== EXCERPTED DATA ==
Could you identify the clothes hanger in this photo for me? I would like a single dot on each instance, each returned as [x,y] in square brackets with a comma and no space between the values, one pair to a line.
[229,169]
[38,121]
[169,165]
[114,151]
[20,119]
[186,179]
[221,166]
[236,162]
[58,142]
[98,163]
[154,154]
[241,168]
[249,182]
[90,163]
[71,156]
===
REQUIRED ACTION ▸ Repeat the data. Keep every word the same.

EXPECTED ANSWER ▸
Could you identify the clothes hanger in this photo for me? I would like a single dot on each instance, each returned as [x,y] in square brackets with a comma and no space between the values, one pair to a line.
[229,169]
[38,121]
[169,165]
[114,151]
[20,119]
[186,179]
[221,166]
[236,162]
[58,142]
[98,163]
[154,154]
[241,168]
[249,182]
[90,163]
[71,156]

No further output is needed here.